**PAGE TEXT**
Chris Searle speaks with veteran British bassist DAVE GREEN

DAVE GREEN is the grandfather of British jazz. He represents a whole generation of jazz musical excellence.
 
Green is the only survivor of 1960’s British musicians who played with the great black pioneers of the music — Coleman Hawkins, Ben Webster, Roland Kirk, Sonny Rollins — and at 81 he’s still playing with all the energy and fire of a teenager.
 
“I was a very lucky young guy, who happened to be in the right place at the right time,” says Green.

His father, Cyril, was a motor mechanic, and as a former Royal Engineer a D-Day veteran, and his mother Evelyn was a housewife and local authority home help. A working-class boy, he grew up in a prefab in Wembley Park with future Rolling Stones drummer Charlie Watts as his next door neighbour.
 
“We grew up together and went to the same schools,” says Green. “'We loved Little Richard, Fats Domino and Bill Haley’s Comets. I liked early Elvis, especially Heartbreak Hotel, because of the double bass in it. And we had a wonderful music teacher called Mr Perkins who encouraged my early leanings towards jazz. The first record I ever bought was Barrelhouse, a Parlophone 78, by the Jess Stacy Trio. Charlie's first was Walkin’ Shoes by the Gerry Mulligan Quartet.”
 
His first introduction to bass was a tea chest bass in a local skiffle group, The Zodiacs, and by 1958 he and Charlie had joined their first band, The Joe Jones Seven, gigging on a Thursday night at the Mason Arms pub in Edgware.
 
“I had a day job as a cashier’s assistant,” says Green, but “I resolved to turn pro and the first chance that came along was a gig in the south of France.”
 
On his return he was suddenly in demand at The Establishment club and Ronnie Scott’s, joining Don Rendell’s Quintet before joining the Lyttelton band in 1965 where he stayed for 18 years.
 
“In 1966 a wonderful period began for me. I played at Ronnie’s and toured with some of the greatest American jazz musicians on their visits to Britain.”
 
Green singles out Roland Kirk, and his three simultaneous horns: “He was a powerhouse: his energy was incredible with Johnny Birch on piano and the great Phil Seamen on drums. Wonderful, never to be forgotten times.”
 
But the highlight was to play “Body and Soul” with the veteran tenor saxophonist Coleman Hawkins who, says Green, “was wonderful to work with but not in the best of health. He drank virtually a bottle of Remy Martin every night with just a few spoonfuls of soup. But he played great!”
 
Among British jazz musicians, he picks out Bruce Turner, who contributed a regular jazz column to the Daily Worker, as “one of the most inspirational musicians I ever worked with.”

**SOURCE INFORMATION**
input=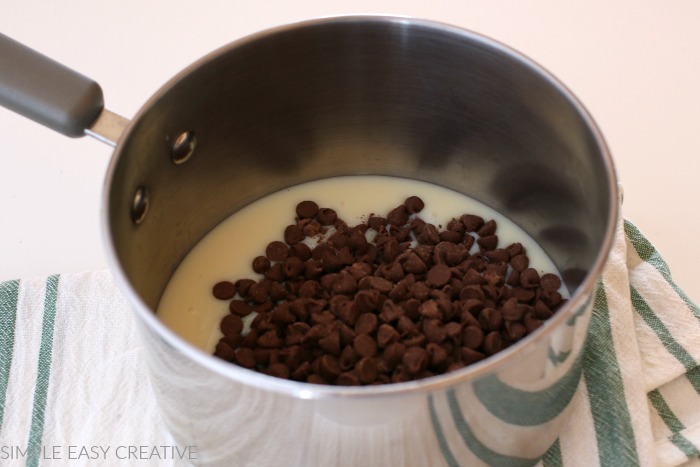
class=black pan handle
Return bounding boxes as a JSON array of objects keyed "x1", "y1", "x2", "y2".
[{"x1": 0, "y1": 34, "x2": 104, "y2": 137}]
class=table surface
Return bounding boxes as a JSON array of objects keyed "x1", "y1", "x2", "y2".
[{"x1": 0, "y1": 0, "x2": 700, "y2": 300}]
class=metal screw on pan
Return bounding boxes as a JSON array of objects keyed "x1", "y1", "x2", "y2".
[
  {"x1": 170, "y1": 130, "x2": 197, "y2": 165},
  {"x1": 131, "y1": 186, "x2": 149, "y2": 225}
]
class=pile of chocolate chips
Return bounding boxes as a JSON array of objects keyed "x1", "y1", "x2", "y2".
[{"x1": 213, "y1": 196, "x2": 565, "y2": 385}]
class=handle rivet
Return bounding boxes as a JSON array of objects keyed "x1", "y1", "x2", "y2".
[
  {"x1": 131, "y1": 186, "x2": 149, "y2": 225},
  {"x1": 170, "y1": 130, "x2": 197, "y2": 165}
]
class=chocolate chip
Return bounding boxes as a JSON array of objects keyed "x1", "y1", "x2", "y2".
[
  {"x1": 520, "y1": 268, "x2": 540, "y2": 289},
  {"x1": 214, "y1": 342, "x2": 236, "y2": 362},
  {"x1": 212, "y1": 281, "x2": 236, "y2": 300},
  {"x1": 427, "y1": 264, "x2": 452, "y2": 287},
  {"x1": 377, "y1": 323, "x2": 399, "y2": 348},
  {"x1": 296, "y1": 201, "x2": 318, "y2": 219},
  {"x1": 459, "y1": 214, "x2": 484, "y2": 232},
  {"x1": 510, "y1": 254, "x2": 530, "y2": 273},
  {"x1": 228, "y1": 300, "x2": 253, "y2": 316},
  {"x1": 386, "y1": 204, "x2": 410, "y2": 227},
  {"x1": 289, "y1": 242, "x2": 311, "y2": 261},
  {"x1": 355, "y1": 313, "x2": 379, "y2": 334},
  {"x1": 462, "y1": 325, "x2": 484, "y2": 350},
  {"x1": 352, "y1": 334, "x2": 377, "y2": 357},
  {"x1": 484, "y1": 331, "x2": 502, "y2": 355},
  {"x1": 212, "y1": 197, "x2": 565, "y2": 385},
  {"x1": 401, "y1": 347, "x2": 428, "y2": 375},
  {"x1": 476, "y1": 219, "x2": 497, "y2": 237},
  {"x1": 355, "y1": 357, "x2": 379, "y2": 384}
]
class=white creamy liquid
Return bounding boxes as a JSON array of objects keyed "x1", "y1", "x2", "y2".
[{"x1": 156, "y1": 175, "x2": 568, "y2": 353}]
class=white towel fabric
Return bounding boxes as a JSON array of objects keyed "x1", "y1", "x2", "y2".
[{"x1": 0, "y1": 218, "x2": 700, "y2": 467}]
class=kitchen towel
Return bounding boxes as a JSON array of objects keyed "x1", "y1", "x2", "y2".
[{"x1": 0, "y1": 217, "x2": 700, "y2": 467}]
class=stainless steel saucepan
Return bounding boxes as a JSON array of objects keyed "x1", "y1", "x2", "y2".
[{"x1": 0, "y1": 16, "x2": 618, "y2": 466}]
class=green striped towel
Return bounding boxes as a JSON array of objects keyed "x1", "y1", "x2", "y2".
[{"x1": 0, "y1": 218, "x2": 700, "y2": 467}]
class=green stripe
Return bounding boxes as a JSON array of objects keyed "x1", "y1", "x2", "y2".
[
  {"x1": 542, "y1": 438, "x2": 564, "y2": 467},
  {"x1": 474, "y1": 348, "x2": 583, "y2": 426},
  {"x1": 583, "y1": 283, "x2": 639, "y2": 466},
  {"x1": 685, "y1": 366, "x2": 700, "y2": 394},
  {"x1": 0, "y1": 281, "x2": 19, "y2": 428},
  {"x1": 27, "y1": 275, "x2": 59, "y2": 467},
  {"x1": 624, "y1": 220, "x2": 700, "y2": 321},
  {"x1": 647, "y1": 389, "x2": 685, "y2": 433},
  {"x1": 648, "y1": 389, "x2": 700, "y2": 459},
  {"x1": 428, "y1": 395, "x2": 459, "y2": 467},
  {"x1": 630, "y1": 286, "x2": 697, "y2": 371},
  {"x1": 447, "y1": 389, "x2": 539, "y2": 467}
]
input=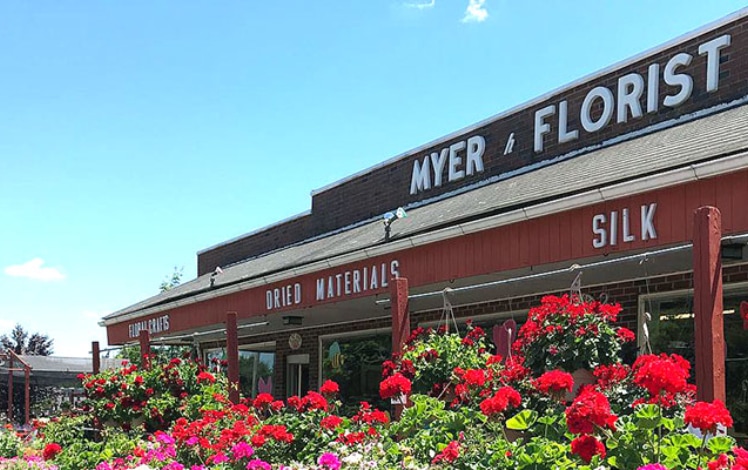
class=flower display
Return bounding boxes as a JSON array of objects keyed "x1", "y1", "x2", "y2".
[
  {"x1": 566, "y1": 389, "x2": 617, "y2": 434},
  {"x1": 571, "y1": 435, "x2": 605, "y2": 463},
  {"x1": 0, "y1": 297, "x2": 748, "y2": 470},
  {"x1": 684, "y1": 400, "x2": 732, "y2": 434},
  {"x1": 512, "y1": 295, "x2": 634, "y2": 375}
]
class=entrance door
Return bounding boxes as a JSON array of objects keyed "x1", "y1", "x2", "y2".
[{"x1": 286, "y1": 354, "x2": 309, "y2": 397}]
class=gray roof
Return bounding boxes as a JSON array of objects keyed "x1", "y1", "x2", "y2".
[
  {"x1": 104, "y1": 105, "x2": 748, "y2": 319},
  {"x1": 11, "y1": 356, "x2": 122, "y2": 374}
]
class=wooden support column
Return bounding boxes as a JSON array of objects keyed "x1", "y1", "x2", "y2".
[
  {"x1": 138, "y1": 329, "x2": 151, "y2": 369},
  {"x1": 390, "y1": 277, "x2": 410, "y2": 419},
  {"x1": 23, "y1": 364, "x2": 31, "y2": 424},
  {"x1": 226, "y1": 312, "x2": 239, "y2": 403},
  {"x1": 91, "y1": 341, "x2": 101, "y2": 374},
  {"x1": 693, "y1": 207, "x2": 725, "y2": 402},
  {"x1": 8, "y1": 351, "x2": 14, "y2": 423}
]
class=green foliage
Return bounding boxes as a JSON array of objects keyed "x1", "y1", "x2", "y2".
[{"x1": 0, "y1": 429, "x2": 21, "y2": 458}]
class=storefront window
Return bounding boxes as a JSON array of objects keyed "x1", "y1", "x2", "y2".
[
  {"x1": 205, "y1": 344, "x2": 275, "y2": 397},
  {"x1": 640, "y1": 286, "x2": 748, "y2": 434},
  {"x1": 321, "y1": 332, "x2": 392, "y2": 409}
]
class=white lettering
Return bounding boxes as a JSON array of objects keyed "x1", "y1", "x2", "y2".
[
  {"x1": 641, "y1": 202, "x2": 657, "y2": 240},
  {"x1": 390, "y1": 259, "x2": 400, "y2": 278},
  {"x1": 465, "y1": 135, "x2": 486, "y2": 175},
  {"x1": 449, "y1": 140, "x2": 465, "y2": 181},
  {"x1": 353, "y1": 269, "x2": 361, "y2": 294},
  {"x1": 662, "y1": 52, "x2": 693, "y2": 108},
  {"x1": 616, "y1": 73, "x2": 644, "y2": 123},
  {"x1": 647, "y1": 64, "x2": 660, "y2": 113},
  {"x1": 699, "y1": 34, "x2": 730, "y2": 92},
  {"x1": 558, "y1": 100, "x2": 579, "y2": 144},
  {"x1": 430, "y1": 149, "x2": 449, "y2": 187},
  {"x1": 410, "y1": 156, "x2": 431, "y2": 195},
  {"x1": 533, "y1": 105, "x2": 556, "y2": 153},
  {"x1": 314, "y1": 277, "x2": 325, "y2": 300},
  {"x1": 580, "y1": 86, "x2": 613, "y2": 132},
  {"x1": 623, "y1": 208, "x2": 635, "y2": 243}
]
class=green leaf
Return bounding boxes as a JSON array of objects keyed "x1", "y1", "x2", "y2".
[
  {"x1": 506, "y1": 410, "x2": 538, "y2": 431},
  {"x1": 706, "y1": 436, "x2": 735, "y2": 454}
]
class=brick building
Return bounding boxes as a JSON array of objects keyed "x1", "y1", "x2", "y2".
[{"x1": 102, "y1": 9, "x2": 748, "y2": 427}]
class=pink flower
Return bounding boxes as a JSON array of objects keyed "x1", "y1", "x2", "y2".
[
  {"x1": 317, "y1": 452, "x2": 340, "y2": 470},
  {"x1": 231, "y1": 442, "x2": 255, "y2": 460}
]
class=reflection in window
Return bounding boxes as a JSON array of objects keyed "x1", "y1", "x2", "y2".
[
  {"x1": 321, "y1": 333, "x2": 392, "y2": 409},
  {"x1": 205, "y1": 345, "x2": 275, "y2": 397},
  {"x1": 644, "y1": 289, "x2": 748, "y2": 433}
]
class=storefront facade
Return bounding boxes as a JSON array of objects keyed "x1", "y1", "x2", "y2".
[{"x1": 103, "y1": 10, "x2": 748, "y2": 432}]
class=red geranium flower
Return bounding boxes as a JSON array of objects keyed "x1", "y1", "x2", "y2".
[
  {"x1": 571, "y1": 436, "x2": 605, "y2": 463},
  {"x1": 42, "y1": 442, "x2": 62, "y2": 460},
  {"x1": 379, "y1": 373, "x2": 412, "y2": 399},
  {"x1": 684, "y1": 400, "x2": 732, "y2": 434},
  {"x1": 566, "y1": 388, "x2": 617, "y2": 434},
  {"x1": 533, "y1": 370, "x2": 574, "y2": 395},
  {"x1": 633, "y1": 354, "x2": 691, "y2": 398}
]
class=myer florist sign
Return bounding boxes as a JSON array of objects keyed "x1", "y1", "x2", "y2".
[
  {"x1": 410, "y1": 34, "x2": 732, "y2": 196},
  {"x1": 265, "y1": 259, "x2": 400, "y2": 310}
]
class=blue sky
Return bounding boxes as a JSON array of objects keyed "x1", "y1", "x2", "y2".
[{"x1": 0, "y1": 0, "x2": 744, "y2": 355}]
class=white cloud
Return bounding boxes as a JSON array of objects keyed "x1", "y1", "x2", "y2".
[
  {"x1": 462, "y1": 0, "x2": 488, "y2": 23},
  {"x1": 404, "y1": 0, "x2": 436, "y2": 10},
  {"x1": 5, "y1": 258, "x2": 65, "y2": 281}
]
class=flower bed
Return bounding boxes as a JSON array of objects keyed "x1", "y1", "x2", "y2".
[{"x1": 0, "y1": 297, "x2": 748, "y2": 470}]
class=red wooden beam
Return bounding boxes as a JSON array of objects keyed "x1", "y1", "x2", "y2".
[
  {"x1": 138, "y1": 330, "x2": 151, "y2": 369},
  {"x1": 693, "y1": 207, "x2": 725, "y2": 402},
  {"x1": 226, "y1": 312, "x2": 239, "y2": 403},
  {"x1": 390, "y1": 277, "x2": 410, "y2": 419},
  {"x1": 8, "y1": 350, "x2": 13, "y2": 423},
  {"x1": 91, "y1": 341, "x2": 101, "y2": 374}
]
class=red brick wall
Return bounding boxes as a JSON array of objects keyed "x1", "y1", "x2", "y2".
[{"x1": 222, "y1": 264, "x2": 748, "y2": 397}]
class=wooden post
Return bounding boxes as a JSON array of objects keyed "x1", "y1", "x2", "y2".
[
  {"x1": 8, "y1": 351, "x2": 14, "y2": 423},
  {"x1": 390, "y1": 277, "x2": 410, "y2": 419},
  {"x1": 693, "y1": 207, "x2": 725, "y2": 402},
  {"x1": 23, "y1": 364, "x2": 31, "y2": 424},
  {"x1": 138, "y1": 329, "x2": 151, "y2": 369},
  {"x1": 226, "y1": 312, "x2": 239, "y2": 403},
  {"x1": 91, "y1": 341, "x2": 101, "y2": 374}
]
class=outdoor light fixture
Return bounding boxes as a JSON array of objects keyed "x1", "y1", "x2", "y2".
[
  {"x1": 283, "y1": 315, "x2": 304, "y2": 325},
  {"x1": 210, "y1": 266, "x2": 223, "y2": 287},
  {"x1": 382, "y1": 207, "x2": 408, "y2": 241}
]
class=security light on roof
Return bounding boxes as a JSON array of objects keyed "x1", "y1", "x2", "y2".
[{"x1": 382, "y1": 207, "x2": 408, "y2": 241}]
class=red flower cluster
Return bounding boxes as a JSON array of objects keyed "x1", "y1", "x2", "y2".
[
  {"x1": 42, "y1": 442, "x2": 62, "y2": 460},
  {"x1": 633, "y1": 354, "x2": 691, "y2": 400},
  {"x1": 379, "y1": 373, "x2": 412, "y2": 399},
  {"x1": 571, "y1": 435, "x2": 605, "y2": 463},
  {"x1": 480, "y1": 386, "x2": 522, "y2": 418},
  {"x1": 684, "y1": 400, "x2": 732, "y2": 434},
  {"x1": 319, "y1": 415, "x2": 343, "y2": 429},
  {"x1": 533, "y1": 370, "x2": 574, "y2": 395},
  {"x1": 197, "y1": 371, "x2": 216, "y2": 384},
  {"x1": 431, "y1": 441, "x2": 460, "y2": 465},
  {"x1": 592, "y1": 364, "x2": 631, "y2": 390},
  {"x1": 566, "y1": 388, "x2": 617, "y2": 434}
]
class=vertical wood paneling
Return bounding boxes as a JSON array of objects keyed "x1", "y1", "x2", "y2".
[{"x1": 107, "y1": 170, "x2": 748, "y2": 344}]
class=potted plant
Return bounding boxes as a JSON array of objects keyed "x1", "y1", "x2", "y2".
[{"x1": 512, "y1": 295, "x2": 635, "y2": 392}]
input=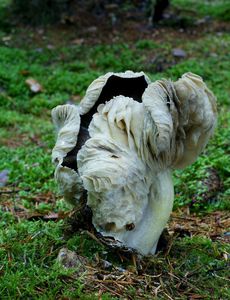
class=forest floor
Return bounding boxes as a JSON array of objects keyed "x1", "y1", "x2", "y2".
[{"x1": 0, "y1": 0, "x2": 230, "y2": 300}]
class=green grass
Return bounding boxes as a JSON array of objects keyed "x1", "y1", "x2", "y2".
[{"x1": 0, "y1": 0, "x2": 230, "y2": 300}]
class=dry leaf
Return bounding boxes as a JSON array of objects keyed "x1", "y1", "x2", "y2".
[{"x1": 26, "y1": 78, "x2": 43, "y2": 93}]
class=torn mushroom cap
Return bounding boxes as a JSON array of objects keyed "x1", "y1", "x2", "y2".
[
  {"x1": 52, "y1": 71, "x2": 150, "y2": 204},
  {"x1": 79, "y1": 71, "x2": 151, "y2": 115},
  {"x1": 52, "y1": 104, "x2": 83, "y2": 205}
]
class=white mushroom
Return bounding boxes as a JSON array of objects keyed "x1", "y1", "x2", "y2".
[{"x1": 52, "y1": 71, "x2": 217, "y2": 255}]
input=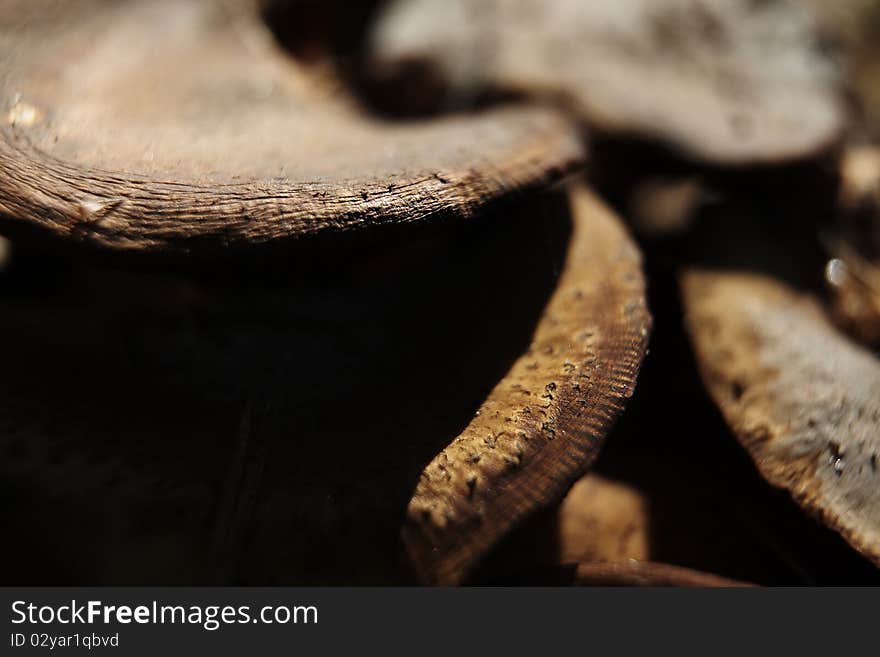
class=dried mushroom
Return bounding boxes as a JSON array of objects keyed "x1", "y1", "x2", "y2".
[
  {"x1": 403, "y1": 182, "x2": 650, "y2": 584},
  {"x1": 825, "y1": 147, "x2": 880, "y2": 345},
  {"x1": 374, "y1": 0, "x2": 845, "y2": 164},
  {"x1": 573, "y1": 560, "x2": 750, "y2": 588},
  {"x1": 0, "y1": 0, "x2": 582, "y2": 252},
  {"x1": 683, "y1": 270, "x2": 880, "y2": 564},
  {"x1": 0, "y1": 184, "x2": 648, "y2": 584}
]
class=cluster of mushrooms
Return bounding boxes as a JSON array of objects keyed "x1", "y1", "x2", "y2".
[{"x1": 0, "y1": 0, "x2": 880, "y2": 586}]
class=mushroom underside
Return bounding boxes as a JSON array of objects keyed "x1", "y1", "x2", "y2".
[
  {"x1": 0, "y1": 0, "x2": 583, "y2": 254},
  {"x1": 682, "y1": 270, "x2": 880, "y2": 563}
]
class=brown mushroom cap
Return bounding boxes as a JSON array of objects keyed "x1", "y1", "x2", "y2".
[
  {"x1": 374, "y1": 0, "x2": 844, "y2": 164},
  {"x1": 683, "y1": 270, "x2": 880, "y2": 564},
  {"x1": 0, "y1": 182, "x2": 647, "y2": 584},
  {"x1": 0, "y1": 0, "x2": 582, "y2": 252},
  {"x1": 797, "y1": 0, "x2": 880, "y2": 140},
  {"x1": 403, "y1": 182, "x2": 650, "y2": 584}
]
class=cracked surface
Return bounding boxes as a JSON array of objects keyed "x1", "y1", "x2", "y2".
[
  {"x1": 0, "y1": 0, "x2": 582, "y2": 252},
  {"x1": 683, "y1": 271, "x2": 880, "y2": 564},
  {"x1": 403, "y1": 188, "x2": 650, "y2": 584}
]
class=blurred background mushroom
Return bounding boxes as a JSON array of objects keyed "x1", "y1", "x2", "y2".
[{"x1": 0, "y1": 0, "x2": 880, "y2": 586}]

**ACTION ITEM A**
Translate this sentence from the interview with bassist Dave Green into French: "I was a very lucky young guy, who happened to be in the right place at the right time," says Green.
**ACTION ITEM B**
Continue the interview with bassist Dave Green from the point where it stops.

**REPLY A**
« J'étais un jeune homme très chanceux, qui s'est trouvé au bon endroit au bon moment », dit Green.

**REPLY B**
 
He joined Turner’s Jump band in 1964, and 15 years later invited Turner, along with fellow saxophonist Lol Coxhill, pianist Michael Garrick and drummer Alan Jackson to play in Fingers, Green’s own band.
 
“It was a joy to hear Bruce and Lol, two of Jazz’s great eccentrics, playing together.”
 
And like Turner, the thread of working-class solidarity runs through his career and it was with Fingers that he made a free concert in 1979 at The Garage, near Sloane Square, for “Jazz Against Racism and Fascism.”
 
If there is a musical philosophy to be drawn from his long career it is his desire to transgress categories and barriers in music. A great believer in freedom of movement in music, he defines a life in jazz as “never ending” where “you never stop learning.”
 
“It’s a wonderful feeling to play without preconceived limitations, so the music grows organically in the moment.”
 
A powerful proof of these words is an album just released of the Dave Green Trio with saxophonist Iain Dixon and drummer Gene Calderazzo, plus guest Evan Parker playing tenor and soprano saxophones.
 
Recorded at a Jazz on 3 broadcast in 2004, it is a compelling manifestation of Green’s message that the best of music is indivisible, breaking free of categories. Mainstream, Post-bop, avant-garde and other pigeon-holes are washed away in the brilliance of the sounds as the foursome play unique versions of Monk and Billy Strayhorn with an intense love, musicianship and unity. These are true troubadours of freedom.

To catch Green himself playing live look out for Still Waters, the Henry Lowther band, whose album can’t believe, won’t believe came out to extraordinary reviews in 2018, and who still tour.

Dave Green Trio and Evan Parker: Raise Four is released on Trio Records.